• **EXERCISE DIRECTIONS**
Convert the lines of the entries starting at the beginning of the entries and ending at the line that contains "POLYGON ((382 424, 401" into a JSON list of strings, one string per line, with blank lines omitted. Leave the pictures out of the answer.
-------- INFORMATION SUPPLIED --------
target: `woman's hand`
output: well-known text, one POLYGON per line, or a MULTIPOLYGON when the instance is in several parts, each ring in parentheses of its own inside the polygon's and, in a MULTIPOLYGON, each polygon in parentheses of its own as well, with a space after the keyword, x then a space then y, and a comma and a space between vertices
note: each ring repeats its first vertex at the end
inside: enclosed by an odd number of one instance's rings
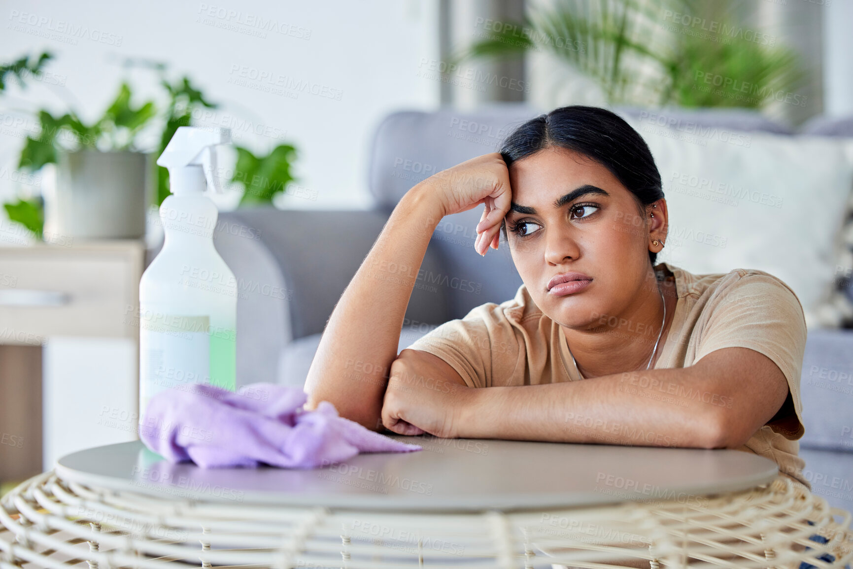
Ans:
POLYGON ((415 185, 441 206, 442 217, 467 212, 485 204, 477 224, 474 249, 485 255, 489 247, 497 248, 501 222, 509 211, 512 193, 509 171, 500 153, 493 152, 443 170, 415 185))
POLYGON ((382 424, 401 435, 459 436, 460 415, 474 387, 392 365, 382 404, 382 424))

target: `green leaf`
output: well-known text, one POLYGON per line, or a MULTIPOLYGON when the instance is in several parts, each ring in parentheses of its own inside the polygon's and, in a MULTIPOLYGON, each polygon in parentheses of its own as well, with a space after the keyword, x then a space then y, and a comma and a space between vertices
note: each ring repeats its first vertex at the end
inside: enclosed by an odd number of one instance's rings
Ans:
POLYGON ((133 108, 131 105, 131 88, 126 83, 123 83, 115 101, 104 115, 116 126, 136 131, 154 116, 154 104, 148 101, 138 108, 133 108))
POLYGON ((11 63, 0 65, 0 93, 6 89, 7 75, 15 77, 18 80, 18 84, 20 85, 21 89, 25 89, 26 87, 26 84, 24 82, 25 74, 29 73, 34 77, 40 76, 42 74, 42 67, 44 67, 45 63, 53 59, 53 55, 45 51, 35 61, 31 61, 31 59, 29 55, 24 55, 11 63))
POLYGON ((56 118, 47 111, 38 112, 39 133, 37 138, 26 137, 20 151, 18 168, 36 171, 45 164, 56 162, 56 137, 60 131, 75 122, 70 114, 56 118))
POLYGON ((41 239, 44 229, 44 209, 39 200, 18 200, 15 203, 3 204, 3 209, 10 221, 17 222, 32 231, 41 239))
POLYGON ((270 205, 273 198, 287 189, 295 178, 290 167, 296 148, 290 144, 276 146, 266 156, 257 157, 247 148, 236 147, 237 162, 231 182, 243 186, 240 206, 270 205))
POLYGON ((36 171, 45 164, 55 163, 56 149, 52 142, 45 142, 30 136, 26 137, 26 142, 24 143, 24 148, 20 151, 20 159, 18 160, 20 170, 36 171))

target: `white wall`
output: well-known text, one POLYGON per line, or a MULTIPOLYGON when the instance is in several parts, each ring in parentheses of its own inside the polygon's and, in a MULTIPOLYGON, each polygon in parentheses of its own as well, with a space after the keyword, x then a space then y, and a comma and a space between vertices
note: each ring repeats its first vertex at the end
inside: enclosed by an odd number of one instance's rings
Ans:
POLYGON ((214 121, 234 128, 239 143, 266 152, 283 141, 247 134, 230 117, 294 143, 299 183, 310 190, 300 194, 316 199, 287 195, 287 207, 370 206, 366 166, 373 129, 393 110, 438 103, 438 84, 417 75, 421 58, 438 56, 438 0, 12 0, 3 3, 0 20, 0 61, 44 49, 56 55, 48 80, 24 91, 13 86, 0 97, 4 200, 16 189, 39 189, 38 180, 14 179, 22 136, 35 128, 20 111, 38 104, 60 113, 66 100, 92 120, 125 75, 140 93, 154 93, 154 73, 119 67, 128 57, 165 61, 174 74, 189 73, 211 100, 223 103, 214 121), (264 32, 260 20, 277 22, 285 33, 264 32), (69 26, 82 32, 69 32, 69 26), (236 84, 244 67, 272 78, 250 81, 252 86, 302 81, 331 96, 291 90, 292 98, 236 84), (334 98, 339 92, 339 101, 334 98), (26 122, 15 122, 20 120, 26 122))
POLYGON ((853 116, 853 2, 826 2, 823 9, 824 110, 833 117, 853 116))

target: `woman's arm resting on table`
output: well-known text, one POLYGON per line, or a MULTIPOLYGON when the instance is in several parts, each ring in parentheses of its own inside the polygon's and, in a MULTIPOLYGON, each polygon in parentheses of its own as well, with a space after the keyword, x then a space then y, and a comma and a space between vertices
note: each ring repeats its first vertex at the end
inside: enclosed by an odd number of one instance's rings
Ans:
POLYGON ((388 391, 395 395, 386 396, 383 418, 470 438, 737 448, 776 414, 788 392, 771 359, 740 347, 717 350, 688 368, 536 386, 459 386, 453 397, 413 384, 415 375, 392 377, 388 391), (442 405, 450 409, 432 410, 442 405))

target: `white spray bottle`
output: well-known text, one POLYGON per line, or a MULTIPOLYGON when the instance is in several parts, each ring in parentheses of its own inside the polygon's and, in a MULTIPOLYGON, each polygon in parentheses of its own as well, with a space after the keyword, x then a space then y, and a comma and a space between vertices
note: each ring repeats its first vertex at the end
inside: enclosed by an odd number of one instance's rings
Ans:
POLYGON ((157 164, 173 195, 160 206, 163 248, 139 283, 139 417, 157 392, 209 383, 236 391, 237 282, 213 247, 222 191, 213 147, 227 129, 182 126, 157 164))

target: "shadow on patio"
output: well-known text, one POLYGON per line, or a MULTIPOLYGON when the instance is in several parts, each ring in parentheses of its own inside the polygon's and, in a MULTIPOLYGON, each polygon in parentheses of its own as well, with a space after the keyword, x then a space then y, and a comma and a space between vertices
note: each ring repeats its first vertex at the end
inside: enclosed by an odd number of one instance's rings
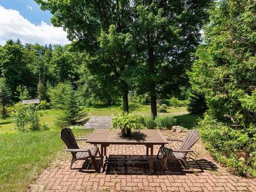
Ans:
MULTIPOLYGON (((203 173, 205 170, 216 170, 218 167, 211 161, 205 159, 188 161, 189 170, 183 169, 179 161, 169 160, 164 171, 159 169, 161 159, 154 156, 154 172, 150 169, 147 159, 143 155, 110 155, 106 163, 105 174, 118 175, 185 175, 203 173)), ((99 160, 97 161, 97 163, 99 160)), ((84 173, 95 172, 92 163, 88 160, 83 164, 83 168, 77 167, 79 172, 84 173)))

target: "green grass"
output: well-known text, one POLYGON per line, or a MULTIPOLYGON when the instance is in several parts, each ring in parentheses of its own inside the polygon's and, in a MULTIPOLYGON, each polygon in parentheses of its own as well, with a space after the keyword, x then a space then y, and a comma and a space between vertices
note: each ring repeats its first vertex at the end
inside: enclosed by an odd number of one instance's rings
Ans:
POLYGON ((175 115, 174 117, 177 119, 178 125, 182 126, 187 129, 191 129, 196 125, 198 119, 202 118, 203 115, 189 113, 182 115, 175 115))
MULTIPOLYGON (((88 131, 74 130, 77 137, 88 131)), ((0 191, 26 191, 53 159, 63 156, 64 148, 59 130, 0 135, 0 191)))
MULTIPOLYGON (((60 113, 59 110, 53 109, 39 111, 40 122, 47 124, 49 127, 55 127, 54 122, 60 113)), ((5 119, 0 119, 0 134, 17 132, 18 131, 15 129, 14 124, 11 122, 11 118, 7 117, 5 119)))
MULTIPOLYGON (((179 114, 179 113, 186 113, 187 111, 185 107, 180 108, 170 108, 166 109, 167 113, 160 113, 160 115, 169 114, 179 114)), ((84 110, 88 113, 88 115, 91 116, 108 116, 113 115, 122 111, 122 109, 120 106, 98 106, 85 108, 84 110)), ((145 114, 150 114, 151 106, 150 105, 141 105, 139 110, 136 112, 145 114)))

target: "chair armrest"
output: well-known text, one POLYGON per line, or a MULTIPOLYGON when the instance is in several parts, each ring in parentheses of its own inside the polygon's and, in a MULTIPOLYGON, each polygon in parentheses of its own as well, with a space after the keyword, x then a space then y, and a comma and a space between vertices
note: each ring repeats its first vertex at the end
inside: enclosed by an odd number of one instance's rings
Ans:
POLYGON ((183 141, 183 140, 182 139, 172 139, 172 138, 170 138, 170 139, 166 139, 167 141, 183 141))
POLYGON ((83 149, 83 148, 69 148, 66 150, 66 152, 73 152, 73 153, 77 153, 77 152, 87 152, 90 151, 89 148, 88 149, 83 149))
POLYGON ((170 151, 172 152, 180 152, 180 153, 188 153, 193 152, 192 150, 172 150, 170 149, 170 151))
POLYGON ((76 141, 86 141, 87 139, 87 138, 78 138, 76 139, 76 141))

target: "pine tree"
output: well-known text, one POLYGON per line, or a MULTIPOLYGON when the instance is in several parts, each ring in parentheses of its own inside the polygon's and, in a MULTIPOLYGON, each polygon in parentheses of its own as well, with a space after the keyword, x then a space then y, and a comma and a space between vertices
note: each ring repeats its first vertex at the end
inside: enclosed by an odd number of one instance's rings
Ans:
POLYGON ((47 99, 46 89, 41 81, 38 82, 37 84, 37 95, 40 101, 47 99))
POLYGON ((75 91, 71 83, 69 89, 67 91, 64 98, 64 106, 63 113, 58 118, 56 125, 60 127, 64 127, 75 124, 77 121, 86 116, 86 114, 81 113, 77 104, 75 98, 75 91))
POLYGON ((30 99, 31 98, 29 90, 26 86, 21 85, 18 86, 17 87, 17 92, 18 95, 19 95, 18 98, 20 101, 30 99))
POLYGON ((7 116, 6 106, 11 103, 11 92, 6 85, 5 79, 0 78, 0 104, 2 106, 2 114, 3 117, 7 116))
POLYGON ((187 111, 193 113, 202 114, 207 109, 204 95, 192 89, 188 97, 187 111))

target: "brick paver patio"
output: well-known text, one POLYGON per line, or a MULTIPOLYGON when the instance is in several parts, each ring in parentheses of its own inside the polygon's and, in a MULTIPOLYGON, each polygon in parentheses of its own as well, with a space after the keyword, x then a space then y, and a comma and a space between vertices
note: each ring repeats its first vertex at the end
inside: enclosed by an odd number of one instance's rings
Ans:
MULTIPOLYGON (((183 138, 185 133, 163 131, 166 137, 183 138)), ((80 146, 89 145, 79 143, 80 146)), ((177 148, 179 143, 170 142, 177 148)), ((96 174, 87 161, 78 161, 76 169, 70 170, 70 159, 61 161, 45 170, 31 185, 31 191, 256 191, 256 182, 229 173, 216 163, 201 141, 189 156, 190 169, 183 170, 179 162, 169 162, 164 172, 158 170, 160 160, 155 159, 154 172, 149 172, 147 164, 108 165, 103 174, 96 174), (80 168, 83 165, 82 169, 80 168), (89 168, 89 169, 87 168, 89 168)), ((142 145, 111 145, 107 155, 118 158, 137 158, 145 155, 142 145)), ((154 155, 157 154, 156 146, 154 155)), ((70 155, 71 154, 69 154, 70 155)), ((63 157, 63 159, 65 159, 63 157)))

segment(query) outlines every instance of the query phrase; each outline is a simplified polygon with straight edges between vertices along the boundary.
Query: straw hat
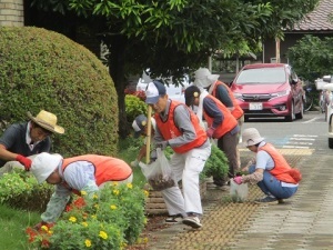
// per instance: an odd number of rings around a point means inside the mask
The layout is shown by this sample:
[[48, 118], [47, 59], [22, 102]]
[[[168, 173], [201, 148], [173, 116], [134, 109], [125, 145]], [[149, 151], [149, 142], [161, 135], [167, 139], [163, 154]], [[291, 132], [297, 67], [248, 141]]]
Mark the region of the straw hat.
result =
[[58, 153], [42, 152], [33, 158], [30, 171], [36, 177], [38, 183], [42, 183], [58, 168], [61, 161], [62, 157]]
[[263, 140], [264, 138], [260, 136], [255, 128], [244, 129], [242, 132], [242, 141], [245, 143], [245, 147], [258, 144]]
[[46, 110], [41, 110], [37, 117], [33, 117], [29, 111], [27, 112], [30, 120], [34, 123], [39, 124], [43, 129], [56, 132], [56, 133], [64, 133], [64, 129], [57, 124], [57, 116], [50, 113]]

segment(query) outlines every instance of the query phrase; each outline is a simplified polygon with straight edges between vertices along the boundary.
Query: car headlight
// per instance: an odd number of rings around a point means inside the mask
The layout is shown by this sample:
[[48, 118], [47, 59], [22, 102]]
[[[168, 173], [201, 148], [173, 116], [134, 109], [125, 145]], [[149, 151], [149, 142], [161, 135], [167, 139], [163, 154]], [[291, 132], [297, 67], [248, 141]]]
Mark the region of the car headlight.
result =
[[284, 91], [281, 91], [281, 92], [276, 92], [276, 93], [271, 93], [271, 96], [273, 98], [276, 98], [276, 97], [284, 97], [284, 96], [287, 96], [290, 93], [290, 90], [284, 90]]
[[233, 93], [233, 96], [234, 96], [234, 98], [236, 98], [236, 99], [243, 99], [243, 94], [241, 94], [241, 93]]

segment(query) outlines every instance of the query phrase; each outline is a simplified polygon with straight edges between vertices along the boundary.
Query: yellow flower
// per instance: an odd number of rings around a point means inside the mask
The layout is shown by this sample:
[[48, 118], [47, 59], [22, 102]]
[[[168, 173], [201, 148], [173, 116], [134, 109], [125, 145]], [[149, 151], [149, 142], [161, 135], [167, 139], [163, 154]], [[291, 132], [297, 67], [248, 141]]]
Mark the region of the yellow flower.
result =
[[143, 193], [145, 197], [149, 197], [149, 191], [144, 190]]
[[128, 188], [129, 189], [132, 189], [133, 188], [133, 184], [132, 183], [127, 183]]
[[90, 240], [85, 240], [84, 243], [85, 243], [85, 247], [87, 247], [87, 248], [90, 248], [90, 247], [91, 247], [91, 241], [90, 241]]
[[108, 234], [107, 234], [107, 232], [104, 232], [104, 231], [100, 231], [99, 237], [102, 238], [102, 239], [104, 239], [104, 240], [108, 239]]
[[87, 192], [85, 191], [81, 191], [81, 196], [82, 197], [87, 196]]
[[73, 222], [73, 223], [77, 222], [77, 218], [75, 217], [70, 217], [68, 220], [71, 221], [71, 222]]
[[118, 196], [118, 194], [119, 194], [119, 190], [118, 190], [118, 189], [114, 189], [114, 190], [113, 190], [113, 194], [114, 194], [114, 196]]

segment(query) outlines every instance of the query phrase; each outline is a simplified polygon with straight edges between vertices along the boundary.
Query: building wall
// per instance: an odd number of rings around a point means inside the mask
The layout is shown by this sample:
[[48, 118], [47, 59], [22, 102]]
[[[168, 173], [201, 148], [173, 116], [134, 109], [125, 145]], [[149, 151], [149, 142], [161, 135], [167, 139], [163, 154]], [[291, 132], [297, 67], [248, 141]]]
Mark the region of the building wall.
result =
[[[286, 52], [289, 48], [295, 46], [299, 40], [301, 40], [304, 36], [311, 34], [319, 37], [320, 39], [324, 39], [325, 37], [330, 37], [333, 34], [333, 31], [326, 33], [285, 33], [284, 40], [280, 42], [280, 61], [282, 63], [289, 63], [286, 58]], [[271, 62], [271, 58], [276, 57], [275, 52], [275, 40], [266, 40], [264, 42], [264, 52], [263, 52], [263, 62]]]
[[23, 0], [0, 0], [0, 27], [23, 27]]

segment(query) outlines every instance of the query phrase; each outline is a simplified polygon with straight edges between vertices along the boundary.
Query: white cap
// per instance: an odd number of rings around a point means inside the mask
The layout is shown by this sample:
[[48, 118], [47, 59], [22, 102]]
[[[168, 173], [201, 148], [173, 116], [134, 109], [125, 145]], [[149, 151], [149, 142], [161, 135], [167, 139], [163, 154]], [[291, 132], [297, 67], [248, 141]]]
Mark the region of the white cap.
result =
[[165, 86], [154, 80], [153, 82], [148, 83], [147, 90], [145, 90], [145, 103], [147, 104], [155, 104], [160, 97], [163, 97], [167, 93]]
[[242, 141], [245, 143], [245, 147], [258, 144], [263, 140], [264, 138], [260, 136], [255, 128], [244, 129], [242, 132]]
[[194, 86], [199, 88], [208, 88], [219, 79], [219, 74], [212, 74], [208, 68], [199, 68], [194, 72]]
[[31, 163], [31, 172], [38, 183], [42, 183], [58, 168], [63, 158], [60, 154], [42, 152], [36, 156]]

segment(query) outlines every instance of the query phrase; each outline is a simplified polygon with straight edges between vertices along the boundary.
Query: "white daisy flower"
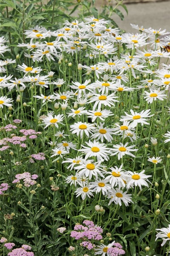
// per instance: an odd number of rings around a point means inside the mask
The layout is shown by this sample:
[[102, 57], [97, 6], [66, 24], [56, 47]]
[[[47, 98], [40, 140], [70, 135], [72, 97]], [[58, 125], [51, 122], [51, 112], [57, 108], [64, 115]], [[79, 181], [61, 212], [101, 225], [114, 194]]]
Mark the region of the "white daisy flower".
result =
--------
• **CORRECT OUTPUT**
[
  "target: `woman's hand`",
  "output: well-known text, one POLYGON per line, or a MULTIPOLYGON when the instance is in several parts, each ring in parentheses of its own inside the polygon's and, in a MULTIPOLYGON, each polygon in parentheses of its own as well, with a space after the keyword, x then a space then y, and a comma and a space between vertices",
  "note: each ring repeats its first vertex at the end",
  "inside: enclosed by an odd number of one instance's rings",
  "Ans:",
  "POLYGON ((415 185, 441 206, 442 217, 467 212, 485 204, 477 224, 474 249, 485 255, 489 247, 497 248, 501 222, 509 211, 512 193, 509 171, 500 153, 493 152, 443 170, 415 185))",
  "POLYGON ((382 424, 401 435, 459 436, 460 415, 474 387, 392 365, 382 404, 382 424))"
]